### WHAT THE TASK REQUIRES
In the passage about the Yemen detainee release, which country backs the Houthi forces?

### SOURCE PASSAGE
━━━━━━

The agreement on the release of detainees in Yemen superficially brought relief to a chronically volatile situation, but its essence is a mutual exchange of interests designed to hedge against greater strategic risks. The Saudi-led coalition backing the Yemeni government and Iran backing the Houthi forces are both under immense strategic pressure; amid the ongoing US-Iran confrontation, all sides are cautiously balancing their power. Saudi Arabia’s acquiescence—and active push—for the Yemeni government to release a large number of Houthi personnel is, in substance, an exchange of interests for the Houthis maintaining relative restraint in areas like the Red Sea. The Houthis, conversely, liquidated their hostage leverage to avoid facing internal and external crises under potential US-Israeli military suppression. This large-scale release of detainees is a manifestation of great-power risk management in proxy conflicts rather than a genuine concern for the humanitarian crisis in Yemen, and the immense devastation caused by the Arab coalition's intervention strategy in Yemen remains unaddressed by any substantive correction.

━━━━━━

### SUPPLIED RECORDS
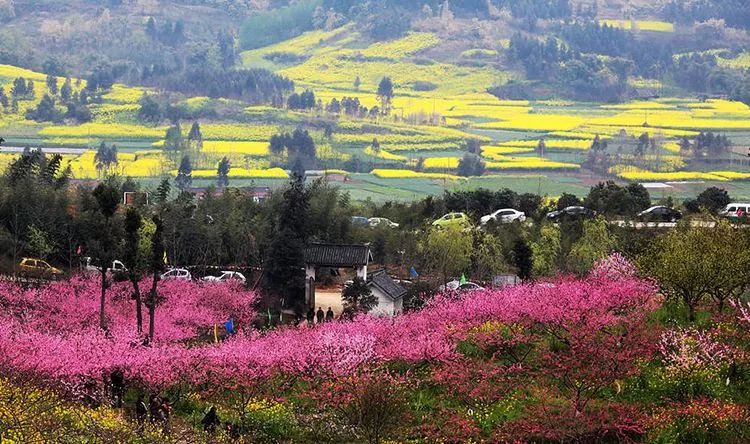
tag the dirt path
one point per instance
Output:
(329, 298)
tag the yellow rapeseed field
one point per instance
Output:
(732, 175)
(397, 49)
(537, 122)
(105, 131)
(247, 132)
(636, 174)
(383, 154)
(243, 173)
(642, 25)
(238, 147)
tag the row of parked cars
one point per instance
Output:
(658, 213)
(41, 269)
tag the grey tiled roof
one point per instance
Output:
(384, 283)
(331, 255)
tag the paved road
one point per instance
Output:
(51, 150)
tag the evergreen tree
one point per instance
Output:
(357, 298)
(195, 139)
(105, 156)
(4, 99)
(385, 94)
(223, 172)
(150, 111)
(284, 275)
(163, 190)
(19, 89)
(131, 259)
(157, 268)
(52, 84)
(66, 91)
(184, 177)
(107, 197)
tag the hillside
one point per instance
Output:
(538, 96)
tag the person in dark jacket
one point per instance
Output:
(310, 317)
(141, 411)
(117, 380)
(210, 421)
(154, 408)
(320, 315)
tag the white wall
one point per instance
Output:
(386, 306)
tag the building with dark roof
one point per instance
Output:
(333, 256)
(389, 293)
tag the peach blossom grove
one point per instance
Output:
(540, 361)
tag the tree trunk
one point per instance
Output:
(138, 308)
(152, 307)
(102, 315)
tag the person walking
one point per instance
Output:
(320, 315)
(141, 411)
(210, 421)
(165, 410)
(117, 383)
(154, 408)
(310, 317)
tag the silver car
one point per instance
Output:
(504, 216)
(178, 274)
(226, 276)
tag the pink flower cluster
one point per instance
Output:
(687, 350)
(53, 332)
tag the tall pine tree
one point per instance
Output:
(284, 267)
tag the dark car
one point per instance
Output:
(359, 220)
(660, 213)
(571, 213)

━━━━━━

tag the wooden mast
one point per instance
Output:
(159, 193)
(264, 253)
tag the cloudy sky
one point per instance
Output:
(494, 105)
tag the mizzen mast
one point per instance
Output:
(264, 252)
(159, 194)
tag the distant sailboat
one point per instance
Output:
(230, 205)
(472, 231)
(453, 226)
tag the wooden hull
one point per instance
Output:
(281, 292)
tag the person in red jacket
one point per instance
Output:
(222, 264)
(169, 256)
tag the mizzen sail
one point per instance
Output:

━━━━━━

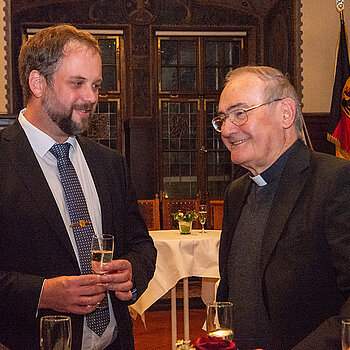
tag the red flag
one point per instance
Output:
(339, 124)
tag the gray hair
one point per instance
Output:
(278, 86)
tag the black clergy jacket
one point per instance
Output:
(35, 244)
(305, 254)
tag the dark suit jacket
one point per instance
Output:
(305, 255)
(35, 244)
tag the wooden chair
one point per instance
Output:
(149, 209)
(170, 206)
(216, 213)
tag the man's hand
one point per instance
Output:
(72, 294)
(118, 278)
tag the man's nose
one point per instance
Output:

━━━━━━

### ANSWER BOX
Iran